**Instruction A:** Identify every line of the records that contains the word "jacket", and copy each of those lines. Case counts.
═══ Provided text ═══
It’s a takeover – the Germans and French want our nuclear power industry

Robert Lea
07.05.09

They come over here putting their name on our FA Cup and our Test matches … and now they want to build and run our nuclear power stations. Last week, a consortium of German energy giants E.On and RWE paid £305 million to buy some land in the West Country and Wales.

That land was plots auctioned off by British civil servants next to the near-redundant nuclear power stations of Oldbury on the River Severn and Wylfa on Anglesey.

What E.On and RWE hope they have bought is — pending planning, community and technical consents — the right to build reactors on the two sites capable of producing six gigawatts of nuclear electricity. That is enough power for three million homes.

The German companies may have bought familiarity on the average British sofa by E.On's sponsorship the FA Cup and RWE's backing of Test cricket through its npower household supply arm, but their apparent love affair with the UK has much more to do with the realpolitik of the European energy industry.

Both companies have been in the UK for the last seven years, having bought both halves of the privatised Central Electricity Generating Board power station operator. E.On took over and then rebranded Powergen, and RWE acquired the old National Power, which had morphed into Innogy, trading as npower.

The companies' provenance goes back much further. The product of mergers between formerly state or municipally owned utilities, they have become the number one and number two German power companies. More pertinently, they are behind much of the 30% of German electricity generated by nuclear power stations.

But E.On and RWE are not in the UK on some cross-North Sea outreach initiative: it is because of conditions on the Continent — or more specifically that while the deregulated British market is open to competition and mergers and acquisitions, the rest of Europe is not.
═══ Provided data ═══
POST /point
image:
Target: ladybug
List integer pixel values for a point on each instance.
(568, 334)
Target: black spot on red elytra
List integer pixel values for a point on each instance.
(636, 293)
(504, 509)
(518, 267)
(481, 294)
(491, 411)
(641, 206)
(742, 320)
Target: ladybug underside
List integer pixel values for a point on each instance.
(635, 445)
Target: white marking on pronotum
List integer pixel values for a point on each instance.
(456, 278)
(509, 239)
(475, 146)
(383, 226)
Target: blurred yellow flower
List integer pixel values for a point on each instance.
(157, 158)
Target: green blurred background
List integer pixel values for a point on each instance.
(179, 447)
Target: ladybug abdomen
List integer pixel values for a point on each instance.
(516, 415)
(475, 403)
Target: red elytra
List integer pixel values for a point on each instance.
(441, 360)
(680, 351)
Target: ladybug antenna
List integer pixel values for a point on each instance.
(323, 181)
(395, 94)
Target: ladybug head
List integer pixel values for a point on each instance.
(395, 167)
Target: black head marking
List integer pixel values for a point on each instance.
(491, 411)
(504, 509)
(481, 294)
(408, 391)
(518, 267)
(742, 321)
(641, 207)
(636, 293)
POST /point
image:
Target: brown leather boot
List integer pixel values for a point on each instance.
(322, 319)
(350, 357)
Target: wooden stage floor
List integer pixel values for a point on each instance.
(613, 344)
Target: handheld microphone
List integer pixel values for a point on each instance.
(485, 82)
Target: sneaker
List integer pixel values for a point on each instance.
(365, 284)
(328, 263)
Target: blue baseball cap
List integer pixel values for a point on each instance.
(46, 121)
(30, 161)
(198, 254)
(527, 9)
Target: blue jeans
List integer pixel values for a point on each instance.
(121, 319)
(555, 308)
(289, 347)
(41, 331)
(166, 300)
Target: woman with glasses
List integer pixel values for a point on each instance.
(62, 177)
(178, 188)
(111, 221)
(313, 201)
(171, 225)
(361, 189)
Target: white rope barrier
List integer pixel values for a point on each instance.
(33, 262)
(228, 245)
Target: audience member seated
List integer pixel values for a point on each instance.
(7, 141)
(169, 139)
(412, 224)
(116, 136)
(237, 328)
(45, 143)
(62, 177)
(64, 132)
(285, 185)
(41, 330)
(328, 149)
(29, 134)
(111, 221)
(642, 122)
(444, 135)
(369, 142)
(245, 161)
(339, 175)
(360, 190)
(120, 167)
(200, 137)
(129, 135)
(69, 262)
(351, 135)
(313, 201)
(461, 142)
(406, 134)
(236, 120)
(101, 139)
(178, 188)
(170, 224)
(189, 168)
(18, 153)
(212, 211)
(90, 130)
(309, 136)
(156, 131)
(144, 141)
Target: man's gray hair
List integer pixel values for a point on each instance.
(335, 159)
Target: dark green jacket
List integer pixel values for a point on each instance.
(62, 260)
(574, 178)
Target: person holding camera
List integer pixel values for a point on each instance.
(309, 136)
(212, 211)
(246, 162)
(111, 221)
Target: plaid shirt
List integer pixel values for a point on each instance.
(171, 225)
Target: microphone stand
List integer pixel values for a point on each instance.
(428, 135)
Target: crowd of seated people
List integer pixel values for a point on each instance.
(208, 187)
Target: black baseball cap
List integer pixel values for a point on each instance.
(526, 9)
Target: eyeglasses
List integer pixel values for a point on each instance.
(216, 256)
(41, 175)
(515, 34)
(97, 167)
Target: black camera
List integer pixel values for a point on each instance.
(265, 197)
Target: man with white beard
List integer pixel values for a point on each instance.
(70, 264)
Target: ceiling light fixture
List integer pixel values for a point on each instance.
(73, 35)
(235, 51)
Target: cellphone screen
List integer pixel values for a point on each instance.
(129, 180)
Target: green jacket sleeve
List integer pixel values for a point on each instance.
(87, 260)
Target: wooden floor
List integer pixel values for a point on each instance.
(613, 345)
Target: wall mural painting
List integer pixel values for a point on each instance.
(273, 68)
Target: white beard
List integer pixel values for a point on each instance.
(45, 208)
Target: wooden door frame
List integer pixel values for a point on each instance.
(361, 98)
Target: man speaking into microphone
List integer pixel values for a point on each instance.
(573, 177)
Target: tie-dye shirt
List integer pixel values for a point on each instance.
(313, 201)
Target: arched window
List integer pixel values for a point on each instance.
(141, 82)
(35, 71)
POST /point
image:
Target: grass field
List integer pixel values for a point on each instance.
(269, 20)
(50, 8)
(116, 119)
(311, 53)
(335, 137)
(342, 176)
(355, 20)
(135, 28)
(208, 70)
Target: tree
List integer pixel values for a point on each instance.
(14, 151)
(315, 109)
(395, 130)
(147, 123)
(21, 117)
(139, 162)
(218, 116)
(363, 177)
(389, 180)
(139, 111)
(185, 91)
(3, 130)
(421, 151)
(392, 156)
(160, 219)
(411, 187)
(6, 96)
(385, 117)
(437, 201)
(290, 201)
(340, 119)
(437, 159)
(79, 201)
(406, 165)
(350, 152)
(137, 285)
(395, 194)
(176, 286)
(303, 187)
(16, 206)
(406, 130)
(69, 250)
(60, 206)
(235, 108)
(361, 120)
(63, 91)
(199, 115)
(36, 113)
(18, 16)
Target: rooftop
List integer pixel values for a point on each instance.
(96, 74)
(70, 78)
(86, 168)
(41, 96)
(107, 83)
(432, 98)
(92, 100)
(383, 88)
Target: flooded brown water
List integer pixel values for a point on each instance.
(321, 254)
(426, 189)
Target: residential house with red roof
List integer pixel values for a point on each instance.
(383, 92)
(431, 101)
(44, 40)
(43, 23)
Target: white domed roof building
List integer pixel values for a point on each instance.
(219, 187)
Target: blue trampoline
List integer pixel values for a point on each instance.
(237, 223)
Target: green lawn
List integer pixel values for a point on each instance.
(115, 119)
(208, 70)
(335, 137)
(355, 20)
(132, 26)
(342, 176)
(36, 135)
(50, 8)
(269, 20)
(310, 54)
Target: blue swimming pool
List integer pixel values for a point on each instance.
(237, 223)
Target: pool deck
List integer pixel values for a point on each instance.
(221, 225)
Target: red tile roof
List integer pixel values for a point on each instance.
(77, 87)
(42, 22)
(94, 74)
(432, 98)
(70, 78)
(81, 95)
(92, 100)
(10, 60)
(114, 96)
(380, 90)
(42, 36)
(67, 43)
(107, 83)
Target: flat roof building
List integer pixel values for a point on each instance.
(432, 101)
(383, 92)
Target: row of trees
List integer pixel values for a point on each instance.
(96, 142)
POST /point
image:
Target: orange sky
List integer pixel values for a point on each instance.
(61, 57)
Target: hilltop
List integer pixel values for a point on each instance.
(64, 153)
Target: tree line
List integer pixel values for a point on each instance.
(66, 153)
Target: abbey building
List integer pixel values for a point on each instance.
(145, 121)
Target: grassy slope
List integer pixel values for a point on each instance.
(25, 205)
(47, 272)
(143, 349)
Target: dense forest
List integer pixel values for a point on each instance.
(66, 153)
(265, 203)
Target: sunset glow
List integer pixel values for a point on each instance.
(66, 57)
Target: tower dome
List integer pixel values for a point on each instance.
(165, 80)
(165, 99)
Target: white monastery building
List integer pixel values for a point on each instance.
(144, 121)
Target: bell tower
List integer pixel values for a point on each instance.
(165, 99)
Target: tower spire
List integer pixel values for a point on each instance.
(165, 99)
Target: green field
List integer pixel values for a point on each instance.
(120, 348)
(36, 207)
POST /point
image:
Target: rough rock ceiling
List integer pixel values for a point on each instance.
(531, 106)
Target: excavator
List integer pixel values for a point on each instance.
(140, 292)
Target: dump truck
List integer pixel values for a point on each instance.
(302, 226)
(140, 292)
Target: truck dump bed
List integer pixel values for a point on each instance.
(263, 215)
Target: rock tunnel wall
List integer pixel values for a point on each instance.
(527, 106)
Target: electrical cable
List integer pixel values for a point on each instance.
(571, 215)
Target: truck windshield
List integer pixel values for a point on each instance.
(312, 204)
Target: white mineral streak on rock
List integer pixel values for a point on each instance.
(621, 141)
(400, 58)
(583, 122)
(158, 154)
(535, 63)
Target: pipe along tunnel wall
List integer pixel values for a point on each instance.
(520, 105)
═══
**Instruction B:** In the nuclear power article, rewrite the paragraph beginning "Both companies have been in the UK" as a short bulleted list that keeps its main facts.

**Complete response A:**
Target: dark green jacket
Target: green jacket sleeve

**Complete response B:**
- E.On and RWE have been in the UK for the last seven years.
- They bought the two halves of the privatised Central Electricity Generating Board power station operator.
- E.On took over Powergen and then rebranded it.
- RWE acquired the old National Power, which had become Innogy, trading as npower.